(Region pointing data)
-----
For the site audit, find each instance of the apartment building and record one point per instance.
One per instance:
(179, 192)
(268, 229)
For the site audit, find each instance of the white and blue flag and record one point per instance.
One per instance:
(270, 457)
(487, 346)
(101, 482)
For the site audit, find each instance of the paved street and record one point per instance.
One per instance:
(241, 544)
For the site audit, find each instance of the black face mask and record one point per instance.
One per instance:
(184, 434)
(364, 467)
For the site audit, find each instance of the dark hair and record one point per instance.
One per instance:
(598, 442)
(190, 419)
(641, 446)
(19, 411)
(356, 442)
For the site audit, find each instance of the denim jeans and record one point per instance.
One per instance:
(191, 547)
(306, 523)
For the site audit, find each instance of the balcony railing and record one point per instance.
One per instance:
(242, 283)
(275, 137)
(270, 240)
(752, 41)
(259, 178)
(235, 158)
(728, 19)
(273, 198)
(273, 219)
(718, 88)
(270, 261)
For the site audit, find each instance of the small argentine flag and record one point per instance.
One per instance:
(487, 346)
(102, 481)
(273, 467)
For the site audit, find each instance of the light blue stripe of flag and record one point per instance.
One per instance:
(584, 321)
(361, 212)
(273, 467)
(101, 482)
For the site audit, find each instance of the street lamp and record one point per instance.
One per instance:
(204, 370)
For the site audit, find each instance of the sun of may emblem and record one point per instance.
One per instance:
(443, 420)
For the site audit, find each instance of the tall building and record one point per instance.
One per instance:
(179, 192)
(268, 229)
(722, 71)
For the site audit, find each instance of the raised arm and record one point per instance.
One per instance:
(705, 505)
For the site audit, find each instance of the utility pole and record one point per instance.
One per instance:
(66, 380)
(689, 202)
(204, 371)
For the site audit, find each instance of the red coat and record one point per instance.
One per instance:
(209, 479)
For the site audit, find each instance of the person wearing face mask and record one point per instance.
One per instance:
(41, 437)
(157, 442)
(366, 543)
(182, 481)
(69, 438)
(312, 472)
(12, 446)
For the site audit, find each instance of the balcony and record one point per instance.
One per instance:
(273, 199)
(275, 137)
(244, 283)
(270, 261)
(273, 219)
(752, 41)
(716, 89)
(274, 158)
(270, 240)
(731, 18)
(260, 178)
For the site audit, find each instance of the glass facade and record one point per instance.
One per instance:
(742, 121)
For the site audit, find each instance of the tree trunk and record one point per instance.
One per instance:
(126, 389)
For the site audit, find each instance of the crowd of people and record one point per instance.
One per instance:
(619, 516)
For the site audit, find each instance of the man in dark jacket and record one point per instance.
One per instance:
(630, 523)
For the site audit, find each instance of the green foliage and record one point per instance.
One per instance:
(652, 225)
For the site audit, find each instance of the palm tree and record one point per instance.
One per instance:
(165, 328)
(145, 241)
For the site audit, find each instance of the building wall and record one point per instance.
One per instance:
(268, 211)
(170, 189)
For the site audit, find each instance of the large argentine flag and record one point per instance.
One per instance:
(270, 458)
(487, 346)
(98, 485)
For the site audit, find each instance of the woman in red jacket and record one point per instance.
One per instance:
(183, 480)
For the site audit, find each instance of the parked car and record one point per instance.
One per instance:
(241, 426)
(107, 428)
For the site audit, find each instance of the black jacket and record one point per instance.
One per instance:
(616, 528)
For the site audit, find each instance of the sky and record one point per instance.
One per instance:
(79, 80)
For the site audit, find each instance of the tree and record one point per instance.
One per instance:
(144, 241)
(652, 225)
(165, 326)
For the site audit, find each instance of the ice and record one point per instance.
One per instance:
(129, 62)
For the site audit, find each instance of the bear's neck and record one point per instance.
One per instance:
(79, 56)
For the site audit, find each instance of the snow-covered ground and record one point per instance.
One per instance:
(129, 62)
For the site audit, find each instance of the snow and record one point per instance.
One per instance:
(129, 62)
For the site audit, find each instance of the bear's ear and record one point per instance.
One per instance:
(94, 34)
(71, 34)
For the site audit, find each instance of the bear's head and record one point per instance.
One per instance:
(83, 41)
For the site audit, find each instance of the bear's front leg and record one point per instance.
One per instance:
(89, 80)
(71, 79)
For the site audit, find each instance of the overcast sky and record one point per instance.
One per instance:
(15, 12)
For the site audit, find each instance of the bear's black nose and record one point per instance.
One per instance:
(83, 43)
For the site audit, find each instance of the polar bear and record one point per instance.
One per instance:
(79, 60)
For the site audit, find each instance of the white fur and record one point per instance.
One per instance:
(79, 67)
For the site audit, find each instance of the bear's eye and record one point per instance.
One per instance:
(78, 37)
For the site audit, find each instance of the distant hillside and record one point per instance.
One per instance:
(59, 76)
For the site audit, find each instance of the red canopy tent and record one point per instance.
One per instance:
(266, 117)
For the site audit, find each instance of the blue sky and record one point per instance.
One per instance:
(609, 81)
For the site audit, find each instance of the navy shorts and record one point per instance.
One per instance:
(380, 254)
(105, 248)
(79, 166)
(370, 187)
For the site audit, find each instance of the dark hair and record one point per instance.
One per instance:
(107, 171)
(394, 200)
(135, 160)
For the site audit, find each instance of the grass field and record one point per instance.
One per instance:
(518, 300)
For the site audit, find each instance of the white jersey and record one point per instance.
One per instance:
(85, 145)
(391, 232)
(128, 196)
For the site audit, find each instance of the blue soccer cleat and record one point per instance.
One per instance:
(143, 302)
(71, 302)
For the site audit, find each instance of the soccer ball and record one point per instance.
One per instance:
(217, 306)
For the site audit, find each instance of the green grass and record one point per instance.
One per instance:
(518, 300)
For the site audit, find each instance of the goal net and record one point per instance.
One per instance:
-----
Word for word, restate each of the records above.

For the site audit, find each instance of the apartment building and record one point per instance.
One per instance:
(179, 192)
(268, 229)
For the site audit, find each instance of the white and blue flag and record one point per instance.
One per instance:
(270, 457)
(487, 346)
(101, 482)
For the site audit, find each instance of the paved street and record one point per instance.
One per instance:
(241, 544)
For the site audit, find each instance of the black face mask and record one point per instance.
One per instance:
(184, 434)
(364, 467)
For the site audit, find each instance of the dark hair and record one point per instance.
One per instance:
(598, 442)
(190, 419)
(641, 446)
(19, 411)
(356, 442)
For the site audit, find each instance of the denim jeans and record one point per instance.
One per instance:
(191, 547)
(306, 523)
For the site audit, find each instance of the balcony railing and record one point per instance.
One per instance:
(242, 283)
(275, 137)
(270, 240)
(752, 41)
(259, 178)
(235, 158)
(728, 19)
(273, 198)
(273, 219)
(718, 88)
(270, 261)
For the site audit, find each instance of the small argentine flag and record one point per instance.
One per instance:
(487, 346)
(102, 481)
(273, 467)
For the site audit, find each instance of the light blue stripe of flag and record one point per instance.
One per instance:
(584, 321)
(361, 212)
(273, 467)
(101, 482)
For the site audit, find each instance of the street lamp and record one point per instance.
One per instance:
(204, 370)
For the site audit, find each instance of the sun of may emblem and record one point per instance.
One per instance:
(443, 420)
For the site audit, find each instance of the tall building and record one point per instance.
One per instance:
(179, 192)
(268, 229)
(722, 71)
For the site audit, find each instance of the raised arm and record one point per instance.
One per instance:
(705, 505)
For the site audit, find each instance of the utility pole and record one point per instance.
One per instance:
(66, 380)
(689, 202)
(204, 371)
For the site audit, find each instance of the red coat and record one point per instance.
One per instance:
(209, 479)
For the site audit, find each instance of the person wearing face mask and record one point per instance.
One per instance:
(41, 437)
(157, 442)
(366, 543)
(182, 481)
(69, 438)
(312, 472)
(12, 446)
For the site audit, find each instance of the balcony and record one point per instance.
One per instance:
(273, 199)
(275, 137)
(244, 283)
(270, 261)
(273, 219)
(752, 41)
(716, 89)
(274, 158)
(270, 240)
(731, 18)
(260, 178)
For the site audit, find each instance of the glass facade and record one point per instance.
One per instance:
(742, 121)
For the site audit, find each instance of the tree trunk and record one point per instance.
One per instance:
(126, 389)
For the site audit, find each instance of the crowd of people and record one point per instance.
One per instance:
(619, 516)
For the site audit, find each instance of the man in dark jacket and record one point per instance.
One per instance:
(630, 523)
For the site audit, find each instance of the green foliage and record one point per instance.
One per instance:
(652, 225)
For the site audit, find each instance of the palm tree and record one point per instance.
One per instance:
(165, 328)
(145, 241)
For the site audit, find each instance of the building wall and record one point per instance.
One per instance:
(268, 211)
(170, 189)
For the site audit, find each instance of the large argentine flag and record one point per instance.
One per instance:
(270, 458)
(487, 346)
(98, 485)
For the site audit, find each instance of the woman in red jacket and record one point per instance.
One per instance:
(183, 480)
For the site audit, find each instance of the parked car and record one point per instance.
One per instance:
(241, 426)
(107, 428)
For the site audit, find each instance of the black jacket and record one point per instance.
One per instance:
(616, 528)
For the site audit, find each instance of the sky and record one point per instance.
One per instance:
(79, 80)
For the site audit, find each instance of the tree and record one point per instance.
One per instance:
(144, 241)
(652, 225)
(165, 326)
For the site audit, find each instance of the ice and record one point per instance.
One per instance:
(129, 62)
For the site audit, find each instance of the bear's neck and record one point per instance.
One per instance:
(79, 56)
For the site audit, find each instance of the snow-covered ground and record one point per instance.
One per instance:
(129, 62)
For the site audit, find each instance of the snow and record one point per instance.
One per instance:
(129, 62)
For the site audit, find each instance of the bear's ear and record one point per instance.
One per instance:
(94, 34)
(71, 34)
For the site audit, find each instance of the bear's head and record one point per instance.
One per instance:
(83, 41)
For the site audit, find each instance of the bear's front leg and record one point per instance.
One per instance:
(89, 80)
(71, 79)
For the site audit, find each instance of the overcast sky and record one point per instance.
One per instance:
(15, 12)
For the site audit, find each instance of the bear's black nose and record one point per instance.
One per instance:
(83, 43)
For the site audit, find each instance of the polar bear and record one point per instance.
One per instance:
(79, 60)
For the site audit, find each instance of the white fur and record one point per instance.
One per instance:
(79, 67)
For the site audit, find each instance of the bear's eye and record one point per instance.
One per instance:
(78, 37)
For the site audit, find each instance of the distant hillside and record one point per instance.
One per instance:
(59, 76)
For the site audit, find each instance of the red canopy tent and record one point per instance.
One per instance:
(266, 117)
For the site audit, find each instance of the blue sky and record one point per instance.
One per instance:
(609, 81)
For the site audit, find each instance of the navy shorts and record one point per instance.
One per instance:
(380, 254)
(105, 248)
(79, 166)
(370, 187)
For the site audit, find each instance of the dark hair and record one point per instance.
One per instance:
(107, 171)
(394, 200)
(135, 160)
For the site audit, find each instance of the grass field and record one point per instance.
One per instance:
(518, 300)
For the site audit, find each instance of the white jersey and record one point per instance.
One per instance:
(85, 145)
(391, 232)
(128, 196)
For the site audit, find each instance of the blue soccer cleat and record one point per instance.
One per instance:
(143, 302)
(71, 302)
For the site audit, find each instance of the soccer ball and record one point per instance.
One per instance:
(217, 306)
For the site audit, find each instance of the green grass and record one point per instance.
One per instance:
(518, 300)
For the site audit, find each instance of the goal net and record one point per instance.
One per instance:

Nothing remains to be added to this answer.